▶ _Exercise_: Reproduce, exactly and in full, only the lines below from the one containing "x=777, y=183" through the one containing "x=536, y=192".

================================

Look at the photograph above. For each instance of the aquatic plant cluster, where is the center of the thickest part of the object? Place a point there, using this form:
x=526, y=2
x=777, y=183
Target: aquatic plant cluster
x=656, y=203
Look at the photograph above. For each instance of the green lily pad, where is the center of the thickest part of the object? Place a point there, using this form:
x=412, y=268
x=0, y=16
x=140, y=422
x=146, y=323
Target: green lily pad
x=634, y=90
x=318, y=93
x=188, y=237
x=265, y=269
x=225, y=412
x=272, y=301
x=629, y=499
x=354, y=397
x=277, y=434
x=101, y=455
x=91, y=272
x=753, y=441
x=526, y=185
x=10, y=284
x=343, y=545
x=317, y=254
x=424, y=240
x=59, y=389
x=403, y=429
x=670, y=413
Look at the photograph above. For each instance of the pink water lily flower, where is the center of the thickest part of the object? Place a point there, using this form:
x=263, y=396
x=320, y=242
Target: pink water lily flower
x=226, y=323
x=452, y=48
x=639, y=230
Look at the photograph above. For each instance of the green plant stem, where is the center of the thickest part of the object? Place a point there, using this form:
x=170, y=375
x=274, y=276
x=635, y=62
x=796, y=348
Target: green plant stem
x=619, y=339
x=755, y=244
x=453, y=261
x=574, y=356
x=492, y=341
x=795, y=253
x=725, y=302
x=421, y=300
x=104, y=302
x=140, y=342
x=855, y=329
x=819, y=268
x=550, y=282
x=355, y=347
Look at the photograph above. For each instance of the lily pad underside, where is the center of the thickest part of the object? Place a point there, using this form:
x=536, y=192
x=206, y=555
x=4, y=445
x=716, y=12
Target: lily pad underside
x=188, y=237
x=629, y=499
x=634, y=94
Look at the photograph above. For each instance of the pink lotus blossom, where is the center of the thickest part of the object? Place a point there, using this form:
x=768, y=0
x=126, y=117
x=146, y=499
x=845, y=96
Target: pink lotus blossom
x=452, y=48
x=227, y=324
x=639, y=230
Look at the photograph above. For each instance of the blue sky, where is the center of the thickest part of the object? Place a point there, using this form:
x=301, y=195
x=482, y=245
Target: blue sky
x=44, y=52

================================

▶ _Answer below_:
x=777, y=183
Target: aquatic plant cluster
x=656, y=203
Look at the photograph above. For each instance of the green lily pad, where is the center of the thickest part of the object? Place a point there, using this form:
x=412, y=268
x=0, y=16
x=140, y=422
x=146, y=323
Target: green lily pad
x=634, y=90
x=318, y=93
x=188, y=237
x=265, y=269
x=225, y=412
x=272, y=301
x=629, y=499
x=354, y=397
x=277, y=434
x=101, y=455
x=91, y=272
x=753, y=441
x=526, y=185
x=10, y=284
x=343, y=545
x=317, y=254
x=424, y=240
x=59, y=389
x=403, y=429
x=670, y=413
Look at the photograph above. For each instance of the pink water lily flower, where is the center of the thickest part of the object? Place a point there, using this form:
x=263, y=396
x=320, y=242
Target: pink water lily flower
x=226, y=323
x=452, y=48
x=639, y=230
Look at the photograph above. For each instance of the green plant stem, where is the center of the thickest part of the object? Place a point there, using this form:
x=170, y=375
x=274, y=276
x=635, y=62
x=796, y=348
Target: green plant stem
x=619, y=339
x=755, y=244
x=453, y=261
x=574, y=356
x=492, y=341
x=795, y=253
x=725, y=302
x=421, y=300
x=104, y=302
x=140, y=342
x=855, y=329
x=819, y=268
x=550, y=282
x=355, y=347
Look at the photograph above. For each instance of the lily pad underside, where is the center of the thickest part of the object? Place a point there, using this form:
x=536, y=192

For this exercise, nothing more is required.